[Entries from a point annotation set]
● ● ● ● ●
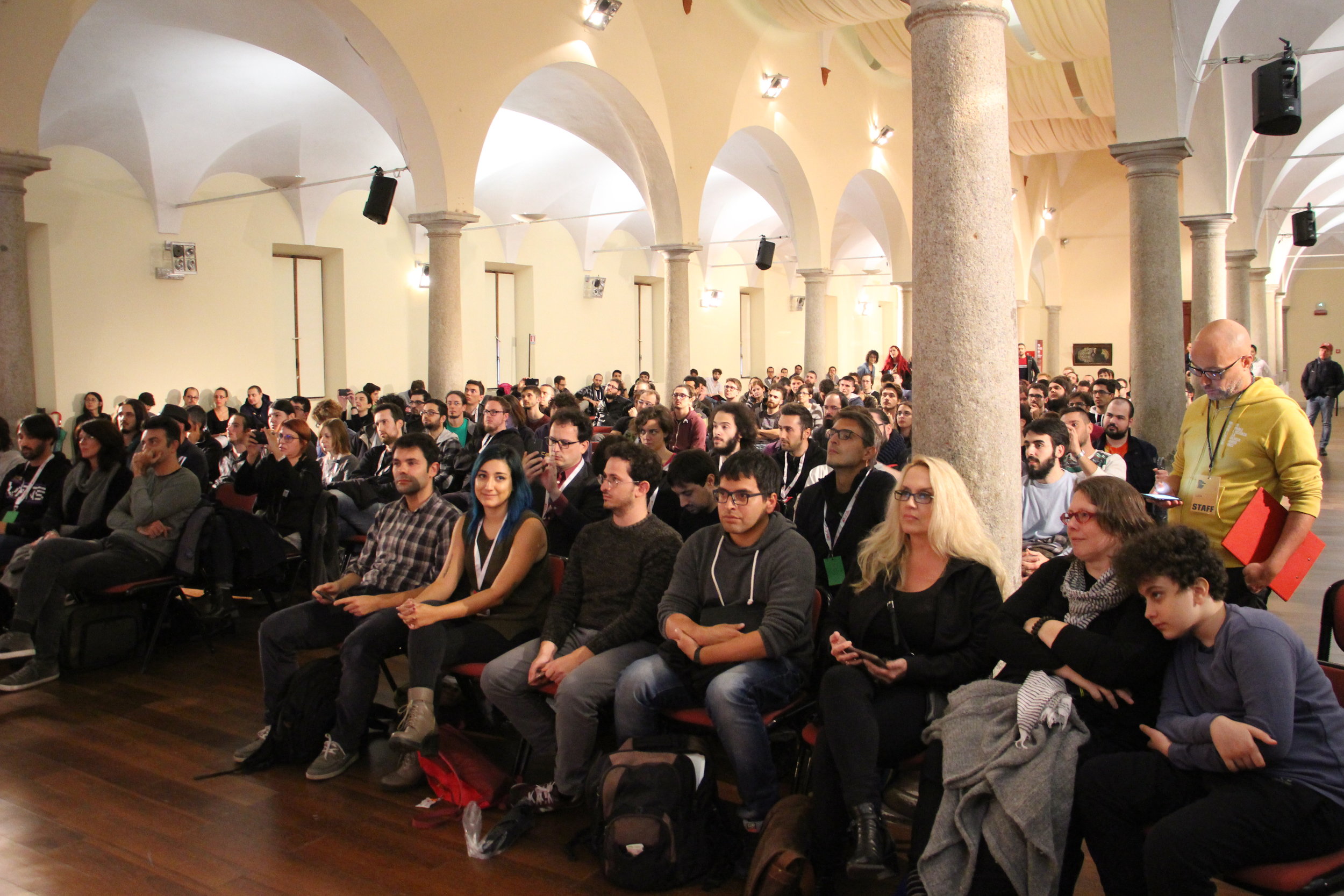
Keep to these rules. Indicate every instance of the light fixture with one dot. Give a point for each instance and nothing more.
(773, 85)
(597, 14)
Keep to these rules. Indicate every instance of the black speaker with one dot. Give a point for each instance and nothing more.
(1304, 227)
(765, 254)
(1277, 96)
(381, 191)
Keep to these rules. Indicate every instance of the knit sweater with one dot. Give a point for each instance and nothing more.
(613, 582)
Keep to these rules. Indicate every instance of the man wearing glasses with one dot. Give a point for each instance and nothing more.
(738, 623)
(565, 489)
(1241, 436)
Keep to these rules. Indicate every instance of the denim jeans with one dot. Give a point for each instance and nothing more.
(1326, 407)
(735, 700)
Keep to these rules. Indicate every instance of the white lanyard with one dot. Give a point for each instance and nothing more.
(845, 518)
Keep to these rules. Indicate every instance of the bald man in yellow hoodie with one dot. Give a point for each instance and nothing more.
(1241, 436)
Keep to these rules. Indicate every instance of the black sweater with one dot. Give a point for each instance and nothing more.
(967, 606)
(1120, 649)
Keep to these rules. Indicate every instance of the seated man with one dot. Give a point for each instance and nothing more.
(738, 623)
(406, 547)
(1246, 763)
(146, 527)
(604, 618)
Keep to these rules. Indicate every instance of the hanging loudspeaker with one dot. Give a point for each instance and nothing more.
(1277, 96)
(765, 254)
(381, 191)
(1304, 227)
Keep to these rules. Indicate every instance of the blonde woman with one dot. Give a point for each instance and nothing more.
(910, 628)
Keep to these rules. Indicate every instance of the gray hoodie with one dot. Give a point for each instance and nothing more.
(777, 571)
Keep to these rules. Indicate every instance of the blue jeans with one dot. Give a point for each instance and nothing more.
(1326, 407)
(735, 700)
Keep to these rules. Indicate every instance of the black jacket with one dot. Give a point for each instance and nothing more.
(1120, 649)
(1321, 378)
(968, 601)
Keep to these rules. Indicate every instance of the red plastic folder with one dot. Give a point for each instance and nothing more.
(1256, 534)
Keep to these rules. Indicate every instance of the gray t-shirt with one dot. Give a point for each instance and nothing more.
(1042, 504)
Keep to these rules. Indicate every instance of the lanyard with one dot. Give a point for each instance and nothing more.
(845, 518)
(1209, 432)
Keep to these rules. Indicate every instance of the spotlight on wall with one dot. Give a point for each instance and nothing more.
(765, 254)
(773, 85)
(1304, 227)
(598, 14)
(381, 191)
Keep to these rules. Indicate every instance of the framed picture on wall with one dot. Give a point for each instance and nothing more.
(1092, 354)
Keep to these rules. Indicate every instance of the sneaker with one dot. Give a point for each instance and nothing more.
(334, 761)
(242, 752)
(33, 673)
(406, 776)
(542, 797)
(15, 645)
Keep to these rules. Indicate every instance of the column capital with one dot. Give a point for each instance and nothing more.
(439, 224)
(1209, 225)
(1147, 157)
(676, 252)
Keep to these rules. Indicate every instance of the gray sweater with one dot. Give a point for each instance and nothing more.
(613, 580)
(1259, 672)
(777, 571)
(170, 499)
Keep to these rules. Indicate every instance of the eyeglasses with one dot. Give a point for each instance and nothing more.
(1217, 372)
(1081, 516)
(740, 499)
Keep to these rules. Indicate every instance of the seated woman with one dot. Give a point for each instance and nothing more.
(1076, 622)
(491, 596)
(931, 582)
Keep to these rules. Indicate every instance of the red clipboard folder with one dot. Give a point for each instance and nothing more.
(1256, 534)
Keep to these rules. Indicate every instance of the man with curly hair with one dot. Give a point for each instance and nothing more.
(1246, 762)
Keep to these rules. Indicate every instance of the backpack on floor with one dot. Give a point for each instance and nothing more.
(657, 820)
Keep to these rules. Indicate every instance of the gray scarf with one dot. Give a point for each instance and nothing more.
(1085, 604)
(95, 486)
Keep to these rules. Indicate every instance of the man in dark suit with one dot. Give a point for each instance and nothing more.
(565, 489)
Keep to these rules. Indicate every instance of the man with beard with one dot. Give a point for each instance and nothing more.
(1046, 492)
(734, 428)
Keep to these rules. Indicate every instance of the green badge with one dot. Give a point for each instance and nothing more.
(835, 570)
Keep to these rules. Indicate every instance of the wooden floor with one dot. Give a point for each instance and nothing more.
(97, 793)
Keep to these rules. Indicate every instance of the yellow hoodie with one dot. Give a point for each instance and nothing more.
(1268, 444)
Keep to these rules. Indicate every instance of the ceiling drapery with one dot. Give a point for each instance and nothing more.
(1039, 93)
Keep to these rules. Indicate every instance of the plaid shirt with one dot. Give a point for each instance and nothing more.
(406, 550)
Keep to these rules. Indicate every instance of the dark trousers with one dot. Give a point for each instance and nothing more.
(864, 727)
(364, 642)
(61, 566)
(1202, 824)
(453, 642)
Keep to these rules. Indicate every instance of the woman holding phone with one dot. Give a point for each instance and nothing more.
(912, 626)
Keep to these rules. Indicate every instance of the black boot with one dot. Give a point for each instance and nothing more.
(873, 852)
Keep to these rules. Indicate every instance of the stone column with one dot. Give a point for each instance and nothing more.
(1207, 278)
(19, 391)
(1156, 350)
(678, 354)
(445, 297)
(963, 256)
(1238, 286)
(815, 324)
(1053, 347)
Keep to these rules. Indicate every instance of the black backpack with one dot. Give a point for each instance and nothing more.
(657, 820)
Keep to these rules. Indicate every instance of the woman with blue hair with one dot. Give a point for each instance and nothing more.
(490, 597)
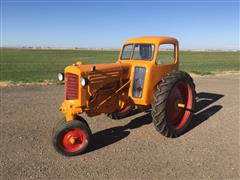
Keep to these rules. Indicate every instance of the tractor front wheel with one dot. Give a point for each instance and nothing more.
(173, 105)
(72, 138)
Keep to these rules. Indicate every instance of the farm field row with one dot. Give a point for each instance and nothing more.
(29, 65)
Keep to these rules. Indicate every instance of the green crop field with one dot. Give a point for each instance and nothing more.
(29, 65)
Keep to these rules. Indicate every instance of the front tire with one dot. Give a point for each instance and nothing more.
(173, 105)
(72, 138)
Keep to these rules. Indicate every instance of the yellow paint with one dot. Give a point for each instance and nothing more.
(101, 95)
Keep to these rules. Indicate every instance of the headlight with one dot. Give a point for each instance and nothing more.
(60, 76)
(83, 81)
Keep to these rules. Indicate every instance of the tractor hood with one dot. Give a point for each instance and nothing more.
(98, 73)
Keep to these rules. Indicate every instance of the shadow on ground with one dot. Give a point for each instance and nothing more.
(202, 113)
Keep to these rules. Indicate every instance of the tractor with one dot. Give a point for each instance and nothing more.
(146, 76)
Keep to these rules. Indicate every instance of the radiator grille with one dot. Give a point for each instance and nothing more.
(71, 85)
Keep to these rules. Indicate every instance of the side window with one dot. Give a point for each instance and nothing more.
(143, 51)
(127, 52)
(166, 54)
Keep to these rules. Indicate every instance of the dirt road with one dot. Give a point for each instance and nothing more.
(129, 148)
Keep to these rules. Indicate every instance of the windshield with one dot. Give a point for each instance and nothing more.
(137, 52)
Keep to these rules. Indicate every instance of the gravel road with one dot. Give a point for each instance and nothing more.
(125, 149)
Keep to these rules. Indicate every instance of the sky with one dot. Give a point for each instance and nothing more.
(200, 24)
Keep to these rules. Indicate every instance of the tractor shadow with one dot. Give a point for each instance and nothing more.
(202, 110)
(109, 136)
(202, 113)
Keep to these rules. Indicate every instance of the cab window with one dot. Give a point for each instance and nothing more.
(166, 54)
(137, 52)
(127, 52)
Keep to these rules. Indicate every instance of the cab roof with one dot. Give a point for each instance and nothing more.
(152, 40)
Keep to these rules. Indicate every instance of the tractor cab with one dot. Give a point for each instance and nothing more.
(150, 57)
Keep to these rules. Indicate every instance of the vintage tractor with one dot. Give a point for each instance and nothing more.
(145, 77)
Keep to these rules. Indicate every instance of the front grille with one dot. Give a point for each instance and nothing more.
(71, 85)
(138, 81)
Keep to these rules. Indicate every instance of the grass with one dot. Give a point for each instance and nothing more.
(29, 65)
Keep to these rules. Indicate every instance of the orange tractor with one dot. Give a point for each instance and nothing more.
(146, 76)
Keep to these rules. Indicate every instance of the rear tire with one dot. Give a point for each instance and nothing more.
(175, 90)
(72, 138)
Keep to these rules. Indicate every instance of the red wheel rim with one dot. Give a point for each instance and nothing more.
(74, 140)
(181, 93)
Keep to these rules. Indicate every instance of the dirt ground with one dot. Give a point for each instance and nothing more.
(125, 149)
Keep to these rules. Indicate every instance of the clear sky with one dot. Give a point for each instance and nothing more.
(200, 24)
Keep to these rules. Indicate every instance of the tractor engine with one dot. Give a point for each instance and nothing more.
(96, 89)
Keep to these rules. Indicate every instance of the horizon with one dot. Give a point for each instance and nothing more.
(200, 25)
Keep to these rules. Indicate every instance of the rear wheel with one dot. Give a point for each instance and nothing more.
(174, 101)
(72, 138)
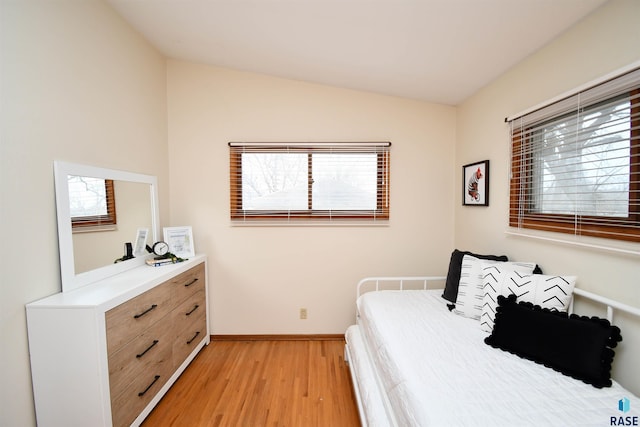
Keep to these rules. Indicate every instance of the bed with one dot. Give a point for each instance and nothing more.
(416, 363)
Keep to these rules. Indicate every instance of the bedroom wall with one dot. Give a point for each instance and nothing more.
(605, 41)
(261, 276)
(78, 85)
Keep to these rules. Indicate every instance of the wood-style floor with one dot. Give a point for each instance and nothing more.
(262, 383)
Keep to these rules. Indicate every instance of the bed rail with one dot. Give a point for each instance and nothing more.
(395, 282)
(609, 303)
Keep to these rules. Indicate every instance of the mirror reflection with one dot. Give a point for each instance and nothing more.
(102, 221)
(99, 211)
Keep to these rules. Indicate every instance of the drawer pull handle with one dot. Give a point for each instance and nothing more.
(148, 348)
(155, 379)
(191, 282)
(194, 337)
(137, 316)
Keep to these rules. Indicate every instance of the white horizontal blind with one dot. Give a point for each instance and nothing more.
(575, 163)
(312, 181)
(92, 202)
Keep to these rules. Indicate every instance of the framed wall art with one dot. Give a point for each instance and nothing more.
(475, 184)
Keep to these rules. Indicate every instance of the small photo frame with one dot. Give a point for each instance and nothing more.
(180, 241)
(140, 247)
(475, 184)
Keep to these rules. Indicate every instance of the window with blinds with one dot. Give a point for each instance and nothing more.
(92, 203)
(575, 163)
(309, 181)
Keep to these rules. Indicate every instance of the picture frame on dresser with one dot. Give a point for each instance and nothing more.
(180, 241)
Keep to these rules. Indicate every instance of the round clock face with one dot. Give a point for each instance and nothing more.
(160, 248)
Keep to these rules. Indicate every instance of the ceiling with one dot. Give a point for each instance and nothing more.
(434, 50)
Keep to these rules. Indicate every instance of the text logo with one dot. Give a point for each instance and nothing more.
(624, 404)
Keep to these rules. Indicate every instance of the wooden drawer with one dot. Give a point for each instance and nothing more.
(187, 283)
(189, 329)
(126, 406)
(142, 354)
(130, 319)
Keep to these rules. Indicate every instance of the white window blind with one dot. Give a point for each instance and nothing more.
(575, 163)
(309, 181)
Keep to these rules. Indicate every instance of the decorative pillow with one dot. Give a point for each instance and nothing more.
(577, 346)
(471, 287)
(545, 291)
(453, 276)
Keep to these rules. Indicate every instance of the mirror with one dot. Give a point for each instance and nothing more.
(91, 241)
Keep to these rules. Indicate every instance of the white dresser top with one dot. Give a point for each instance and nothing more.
(114, 290)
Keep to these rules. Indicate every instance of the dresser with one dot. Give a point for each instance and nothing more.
(106, 353)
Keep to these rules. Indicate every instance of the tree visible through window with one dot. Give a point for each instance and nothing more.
(315, 181)
(91, 202)
(576, 163)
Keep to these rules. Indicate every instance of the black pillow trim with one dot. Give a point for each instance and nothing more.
(453, 275)
(596, 369)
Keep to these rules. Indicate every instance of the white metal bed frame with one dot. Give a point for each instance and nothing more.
(398, 283)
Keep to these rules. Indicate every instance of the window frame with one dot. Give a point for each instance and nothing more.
(80, 223)
(521, 215)
(380, 213)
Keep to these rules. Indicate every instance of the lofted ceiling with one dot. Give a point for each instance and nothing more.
(434, 50)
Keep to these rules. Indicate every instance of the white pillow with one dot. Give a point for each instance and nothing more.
(470, 289)
(552, 292)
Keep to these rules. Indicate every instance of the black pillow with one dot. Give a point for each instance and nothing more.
(577, 346)
(455, 265)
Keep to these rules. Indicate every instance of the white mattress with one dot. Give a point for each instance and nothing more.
(436, 370)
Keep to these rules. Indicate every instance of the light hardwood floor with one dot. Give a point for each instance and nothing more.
(262, 383)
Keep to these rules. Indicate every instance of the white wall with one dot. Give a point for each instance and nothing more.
(605, 41)
(261, 276)
(77, 84)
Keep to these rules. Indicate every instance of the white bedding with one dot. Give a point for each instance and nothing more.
(436, 370)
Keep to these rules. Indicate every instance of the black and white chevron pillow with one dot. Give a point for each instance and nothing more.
(552, 292)
(470, 288)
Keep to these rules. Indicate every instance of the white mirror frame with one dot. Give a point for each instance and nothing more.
(71, 280)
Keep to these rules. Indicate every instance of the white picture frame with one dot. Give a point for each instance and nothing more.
(140, 246)
(180, 241)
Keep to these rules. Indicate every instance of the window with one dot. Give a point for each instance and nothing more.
(324, 181)
(575, 164)
(92, 203)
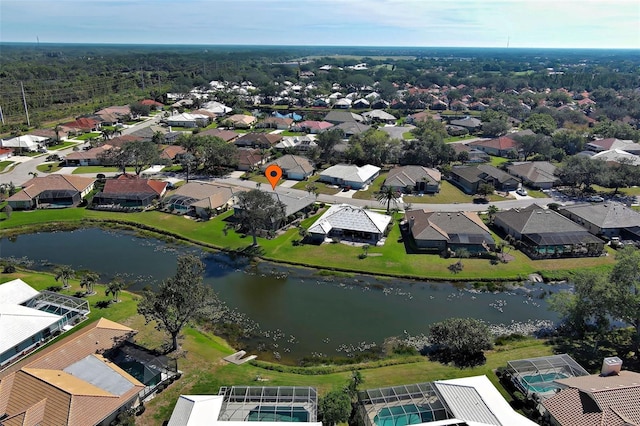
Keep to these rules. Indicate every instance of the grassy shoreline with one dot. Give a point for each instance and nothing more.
(390, 260)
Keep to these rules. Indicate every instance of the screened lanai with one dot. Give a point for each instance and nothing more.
(402, 405)
(537, 375)
(269, 404)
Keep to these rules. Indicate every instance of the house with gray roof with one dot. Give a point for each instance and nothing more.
(605, 219)
(449, 231)
(414, 179)
(544, 233)
(469, 178)
(344, 221)
(535, 174)
(293, 167)
(350, 175)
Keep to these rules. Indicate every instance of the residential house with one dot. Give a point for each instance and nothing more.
(90, 157)
(293, 167)
(296, 143)
(70, 382)
(257, 140)
(351, 128)
(29, 318)
(379, 116)
(544, 233)
(314, 127)
(187, 120)
(606, 399)
(249, 159)
(535, 174)
(337, 117)
(52, 191)
(226, 135)
(472, 401)
(351, 223)
(504, 146)
(414, 179)
(241, 121)
(449, 231)
(469, 178)
(605, 219)
(24, 143)
(350, 175)
(470, 123)
(277, 405)
(201, 199)
(170, 152)
(129, 191)
(281, 123)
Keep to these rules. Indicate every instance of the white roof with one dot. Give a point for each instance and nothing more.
(24, 141)
(204, 410)
(16, 292)
(345, 216)
(476, 401)
(351, 173)
(18, 323)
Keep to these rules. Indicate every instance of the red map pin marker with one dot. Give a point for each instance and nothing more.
(273, 174)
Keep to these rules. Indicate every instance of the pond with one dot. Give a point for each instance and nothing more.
(295, 311)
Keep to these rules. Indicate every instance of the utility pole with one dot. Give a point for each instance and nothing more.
(24, 102)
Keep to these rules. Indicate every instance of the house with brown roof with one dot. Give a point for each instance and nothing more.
(241, 121)
(293, 167)
(449, 231)
(414, 179)
(249, 159)
(226, 135)
(535, 174)
(129, 191)
(52, 191)
(603, 400)
(469, 178)
(544, 233)
(201, 199)
(257, 140)
(501, 147)
(70, 382)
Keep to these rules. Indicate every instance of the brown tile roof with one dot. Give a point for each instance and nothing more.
(35, 186)
(597, 400)
(125, 184)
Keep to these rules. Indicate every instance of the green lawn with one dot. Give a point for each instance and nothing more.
(62, 145)
(98, 169)
(204, 371)
(4, 165)
(390, 259)
(87, 136)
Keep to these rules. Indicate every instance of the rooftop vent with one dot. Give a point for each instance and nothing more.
(611, 366)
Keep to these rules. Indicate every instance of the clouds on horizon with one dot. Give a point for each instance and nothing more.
(472, 23)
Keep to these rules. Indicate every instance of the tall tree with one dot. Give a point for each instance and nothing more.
(115, 287)
(388, 195)
(64, 273)
(179, 300)
(259, 210)
(89, 281)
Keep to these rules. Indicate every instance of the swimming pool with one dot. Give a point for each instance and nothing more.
(541, 382)
(402, 415)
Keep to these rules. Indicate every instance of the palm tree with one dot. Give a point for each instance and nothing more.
(388, 195)
(64, 273)
(89, 280)
(114, 287)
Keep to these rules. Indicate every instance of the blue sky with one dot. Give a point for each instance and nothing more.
(468, 23)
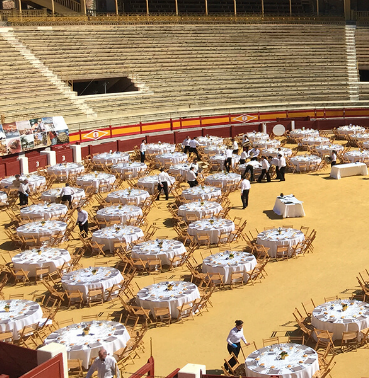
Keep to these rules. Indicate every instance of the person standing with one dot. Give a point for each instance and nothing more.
(245, 190)
(82, 221)
(105, 365)
(143, 150)
(234, 342)
(163, 180)
(264, 169)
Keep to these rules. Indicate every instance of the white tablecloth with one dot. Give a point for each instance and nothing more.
(122, 213)
(127, 195)
(34, 181)
(305, 159)
(21, 313)
(203, 192)
(91, 278)
(103, 334)
(159, 148)
(330, 316)
(111, 158)
(163, 249)
(95, 179)
(43, 257)
(44, 211)
(53, 195)
(273, 238)
(172, 157)
(211, 227)
(342, 170)
(229, 262)
(289, 207)
(150, 183)
(200, 209)
(158, 295)
(223, 179)
(134, 167)
(300, 362)
(109, 235)
(63, 170)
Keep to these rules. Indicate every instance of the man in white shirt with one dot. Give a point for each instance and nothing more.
(245, 189)
(66, 194)
(106, 366)
(143, 150)
(264, 169)
(82, 222)
(281, 166)
(163, 180)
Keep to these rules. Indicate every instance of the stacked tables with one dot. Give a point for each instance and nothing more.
(127, 196)
(279, 236)
(300, 361)
(211, 227)
(163, 249)
(168, 294)
(44, 211)
(229, 262)
(15, 314)
(120, 213)
(102, 334)
(43, 257)
(117, 233)
(91, 278)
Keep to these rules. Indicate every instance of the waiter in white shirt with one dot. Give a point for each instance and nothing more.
(281, 166)
(143, 150)
(163, 180)
(105, 365)
(264, 169)
(234, 342)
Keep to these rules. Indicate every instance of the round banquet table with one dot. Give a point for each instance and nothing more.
(301, 133)
(201, 209)
(103, 334)
(95, 179)
(172, 157)
(134, 167)
(273, 238)
(223, 179)
(357, 156)
(309, 160)
(120, 213)
(43, 228)
(111, 158)
(330, 316)
(117, 233)
(203, 192)
(229, 262)
(43, 257)
(53, 195)
(85, 279)
(211, 227)
(274, 152)
(209, 140)
(350, 129)
(34, 181)
(163, 249)
(63, 170)
(325, 149)
(301, 361)
(128, 196)
(158, 295)
(150, 183)
(159, 148)
(44, 211)
(21, 313)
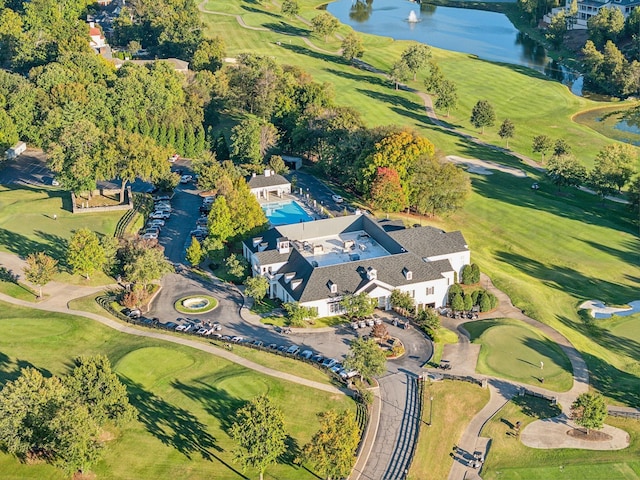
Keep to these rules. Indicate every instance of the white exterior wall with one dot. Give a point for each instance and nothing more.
(457, 260)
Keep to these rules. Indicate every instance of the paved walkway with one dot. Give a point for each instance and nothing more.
(547, 433)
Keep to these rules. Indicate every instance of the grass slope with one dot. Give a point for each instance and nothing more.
(186, 400)
(454, 405)
(509, 459)
(511, 349)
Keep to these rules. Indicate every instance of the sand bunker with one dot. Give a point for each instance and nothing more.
(484, 167)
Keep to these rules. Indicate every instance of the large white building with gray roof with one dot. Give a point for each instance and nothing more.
(317, 263)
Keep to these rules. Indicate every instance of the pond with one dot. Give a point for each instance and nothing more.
(489, 35)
● ● ● ● ●
Your task is to return, exactly and on their own, the lines from the one containing "Keep to these rules. Indicate every instance of the paved" through the last line of the listing.

Keep to these rules. Indicate every instance of the paved walkway with one dot. Give a point for each instance and nothing more.
(547, 433)
Keep to these rules. Indicate every instance of the grass slope with one dot. Give a point for each instance and nothing more.
(186, 400)
(454, 405)
(509, 459)
(511, 349)
Keep to these rules. Indicate every instance of the sand bunker with one dot. Give a point for each instance and nothing more.
(484, 167)
Keep to these rules. Indicate every instance of the large white building with gray roof with one dot. Give a point for each instance and nothing more.
(317, 263)
Keep to these rules. Indicate every instance of the pond with one dot. Give a point for each instance and nothing more.
(489, 35)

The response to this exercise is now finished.